» What needs to be done
Pull every line holding the string "spaces" from the records below.

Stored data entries
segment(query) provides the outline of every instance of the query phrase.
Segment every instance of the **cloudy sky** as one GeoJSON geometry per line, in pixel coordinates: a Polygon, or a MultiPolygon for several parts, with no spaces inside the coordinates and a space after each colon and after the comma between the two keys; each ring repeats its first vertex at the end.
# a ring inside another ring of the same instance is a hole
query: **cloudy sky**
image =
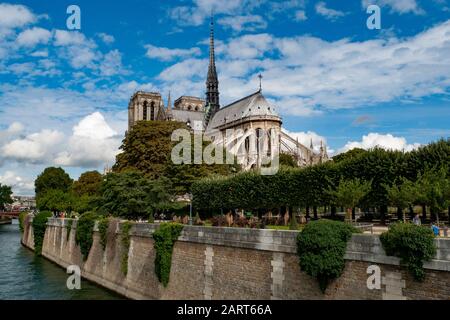
{"type": "Polygon", "coordinates": [[[0,183],[114,163],[138,89],[203,97],[215,11],[221,103],[258,88],[333,152],[450,136],[448,0],[0,2],[0,183]],[[66,27],[81,8],[81,30],[66,27]],[[369,4],[382,29],[369,30],[369,4]]]}

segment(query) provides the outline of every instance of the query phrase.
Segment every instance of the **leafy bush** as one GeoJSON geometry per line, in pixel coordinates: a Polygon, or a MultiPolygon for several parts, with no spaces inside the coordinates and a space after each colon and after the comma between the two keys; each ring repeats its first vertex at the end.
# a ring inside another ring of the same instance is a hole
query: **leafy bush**
{"type": "Polygon", "coordinates": [[[33,218],[34,252],[40,256],[42,254],[42,243],[44,242],[47,220],[52,217],[49,211],[42,211],[33,218]]]}
{"type": "Polygon", "coordinates": [[[213,227],[226,227],[228,222],[224,215],[219,215],[211,218],[211,224],[213,227]]]}
{"type": "Polygon", "coordinates": [[[98,221],[98,232],[100,233],[100,244],[102,245],[103,250],[106,248],[107,241],[107,232],[109,226],[109,218],[101,218],[98,221]]]}
{"type": "Polygon", "coordinates": [[[120,267],[124,275],[128,273],[128,251],[130,250],[130,229],[133,224],[126,221],[120,228],[120,242],[122,243],[122,258],[120,267]]]}
{"type": "Polygon", "coordinates": [[[297,237],[300,268],[315,277],[322,292],[330,280],[338,278],[345,267],[345,250],[352,233],[351,225],[330,220],[313,221],[297,237]]]}
{"type": "Polygon", "coordinates": [[[89,256],[92,247],[93,232],[97,215],[94,212],[86,212],[80,216],[77,223],[76,244],[80,246],[83,260],[89,256]]]}
{"type": "Polygon", "coordinates": [[[433,239],[429,228],[410,223],[393,224],[380,236],[387,255],[399,257],[417,281],[425,279],[423,263],[436,254],[433,239]]]}
{"type": "Polygon", "coordinates": [[[175,241],[181,234],[183,225],[179,223],[163,223],[153,233],[155,240],[155,272],[158,280],[167,287],[169,283],[170,267],[172,265],[172,252],[175,241]]]}
{"type": "Polygon", "coordinates": [[[19,214],[19,228],[20,228],[20,232],[23,232],[24,229],[24,222],[25,222],[25,218],[27,217],[28,212],[21,212],[19,214]]]}

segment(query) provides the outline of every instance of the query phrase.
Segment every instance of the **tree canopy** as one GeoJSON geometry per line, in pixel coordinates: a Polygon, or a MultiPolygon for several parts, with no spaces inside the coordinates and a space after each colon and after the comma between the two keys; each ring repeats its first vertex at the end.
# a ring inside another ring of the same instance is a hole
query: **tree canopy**
{"type": "Polygon", "coordinates": [[[48,190],[61,190],[68,192],[72,186],[72,179],[62,168],[49,167],[34,181],[36,197],[45,194],[48,190]]]}
{"type": "Polygon", "coordinates": [[[81,174],[73,183],[73,192],[78,196],[98,196],[103,182],[103,176],[98,171],[88,171],[81,174]]]}
{"type": "Polygon", "coordinates": [[[12,190],[10,186],[2,185],[0,183],[0,209],[5,210],[5,205],[13,203],[11,198],[12,190]]]}

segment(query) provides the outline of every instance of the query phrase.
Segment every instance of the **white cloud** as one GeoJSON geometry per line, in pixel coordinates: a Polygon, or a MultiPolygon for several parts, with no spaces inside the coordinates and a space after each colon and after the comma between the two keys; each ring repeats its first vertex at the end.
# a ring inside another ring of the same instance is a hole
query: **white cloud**
{"type": "Polygon", "coordinates": [[[336,20],[337,18],[343,17],[346,15],[345,12],[327,8],[326,3],[323,1],[320,1],[316,4],[316,13],[325,17],[329,20],[336,20]]]}
{"type": "Polygon", "coordinates": [[[233,31],[256,31],[267,28],[267,22],[259,15],[227,16],[218,20],[218,23],[233,31]]]}
{"type": "Polygon", "coordinates": [[[16,139],[5,144],[2,156],[16,161],[42,163],[52,158],[53,150],[63,141],[64,135],[57,130],[44,129],[24,139],[16,139]]]}
{"type": "Polygon", "coordinates": [[[14,171],[6,171],[0,175],[0,183],[12,187],[15,195],[34,194],[34,181],[21,177],[14,171]]]}
{"type": "Polygon", "coordinates": [[[116,41],[116,39],[114,38],[114,36],[101,32],[101,33],[97,33],[97,36],[105,43],[105,44],[111,44],[114,43],[114,41],[116,41]]]}
{"type": "Polygon", "coordinates": [[[117,136],[102,114],[95,112],[74,126],[67,149],[58,154],[55,164],[89,168],[111,165],[120,143],[121,136],[117,136]]]}
{"type": "Polygon", "coordinates": [[[95,47],[95,43],[85,37],[84,34],[78,31],[55,31],[55,46],[86,46],[95,47]]]}
{"type": "Polygon", "coordinates": [[[34,47],[39,43],[46,44],[50,40],[52,33],[46,29],[34,27],[22,31],[17,36],[17,44],[23,47],[34,47]]]}
{"type": "Polygon", "coordinates": [[[147,49],[146,56],[148,58],[161,61],[171,61],[175,58],[189,58],[198,56],[201,53],[199,48],[169,49],[164,47],[156,47],[151,44],[145,45],[145,49],[147,49]]]}
{"type": "Polygon", "coordinates": [[[305,10],[297,10],[295,12],[295,21],[305,21],[305,20],[308,20],[305,10]]]}
{"type": "Polygon", "coordinates": [[[363,8],[376,4],[380,7],[390,7],[392,12],[399,14],[414,13],[424,14],[425,11],[420,8],[416,0],[362,0],[363,8]]]}
{"type": "MultiPolygon", "coordinates": [[[[313,148],[315,152],[320,151],[320,145],[323,143],[323,146],[325,147],[327,145],[327,139],[316,132],[313,131],[307,131],[307,132],[291,132],[286,129],[282,129],[283,132],[288,134],[290,137],[294,138],[295,140],[298,140],[302,145],[309,148],[311,146],[311,143],[313,144],[313,148]]],[[[333,150],[328,150],[329,153],[332,153],[333,150]]]]}
{"type": "Polygon", "coordinates": [[[363,136],[361,141],[348,142],[343,148],[339,149],[339,153],[346,152],[355,148],[369,150],[376,147],[386,150],[408,152],[419,148],[420,144],[408,144],[405,138],[395,137],[392,134],[369,133],[368,135],[363,136]]]}
{"type": "Polygon", "coordinates": [[[17,28],[35,21],[36,16],[27,7],[0,3],[0,28],[17,28]]]}
{"type": "Polygon", "coordinates": [[[105,54],[99,68],[100,74],[107,77],[126,73],[122,66],[122,54],[119,50],[112,50],[105,54]]]}

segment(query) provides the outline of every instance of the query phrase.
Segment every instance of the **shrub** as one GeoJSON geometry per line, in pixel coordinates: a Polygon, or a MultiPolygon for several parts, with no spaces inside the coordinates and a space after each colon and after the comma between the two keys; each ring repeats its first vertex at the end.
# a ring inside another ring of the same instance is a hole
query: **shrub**
{"type": "Polygon", "coordinates": [[[128,273],[128,251],[130,250],[130,229],[133,224],[129,221],[122,223],[120,228],[120,242],[122,243],[122,258],[120,267],[124,275],[128,273]]]}
{"type": "Polygon", "coordinates": [[[19,228],[20,228],[20,232],[23,232],[24,229],[24,222],[25,222],[25,218],[27,217],[28,212],[21,212],[19,214],[19,228]]]}
{"type": "Polygon", "coordinates": [[[211,218],[211,224],[213,227],[226,227],[228,222],[224,215],[219,215],[211,218]]]}
{"type": "Polygon", "coordinates": [[[238,217],[234,220],[234,227],[245,228],[248,226],[248,220],[246,217],[238,217]]]}
{"type": "Polygon", "coordinates": [[[345,250],[352,233],[351,225],[330,220],[313,221],[297,237],[300,268],[315,277],[322,292],[330,280],[338,278],[345,267],[345,250]]]}
{"type": "Polygon", "coordinates": [[[33,218],[34,252],[40,256],[42,254],[42,243],[44,242],[47,220],[52,217],[49,211],[42,211],[33,218]]]}
{"type": "Polygon", "coordinates": [[[94,225],[97,215],[94,212],[86,212],[80,216],[77,223],[76,244],[80,246],[83,260],[87,260],[92,247],[94,225]]]}
{"type": "Polygon", "coordinates": [[[181,234],[183,225],[179,223],[163,223],[153,233],[155,240],[155,272],[159,281],[167,287],[169,283],[172,252],[175,241],[181,234]]]}
{"type": "Polygon", "coordinates": [[[425,279],[423,263],[436,254],[433,238],[429,228],[410,223],[393,224],[380,236],[386,254],[399,257],[417,281],[425,279]]]}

» Response below
Segment every instance of the **cloudy sky** as one GeoJSON geometry per line, in pixel coordinates: a Polygon, or a MultiPolygon for several parts, with no spaces inside the coordinates and a space after each colon and after the comma between the two keys; each ring repeats its first vertex at the end.
Segment every instance of the **leafy bush** as one GeoJSON geometry per line, in pixel coordinates: a Polygon, or a MultiPolygon for several parts, with no spaces inside the coordinates and a space after each colon and after the comma between the two keys; each ring repeats its first vertex at the end.
Segment every instance of the **tree canopy** as one GeoJSON geometry per line, in pixel coordinates: a Polygon, or a MultiPolygon for several parts, with no spaces inside the coordinates and a space after each colon and after the comma between the two keys; each ring repeats its first vertex at the end.
Segment every instance of the **white cloud** as one GeoJSON geometry per line, in pixel coordinates: a Polygon, or a MultiPolygon for several parts, with no spaces inside the coordinates and a space after each colon and after the comma between the two keys; each ring repeats its first vertex at the end.
Segment every instance of the **shrub** as one GeoJSON geometry per line, in pixel coordinates: a Polygon, or a MultiPolygon for several parts, with no spaces inside the coordinates and a space after each colon and after the comma between the two keys; each ring repeats its first vertex at the end.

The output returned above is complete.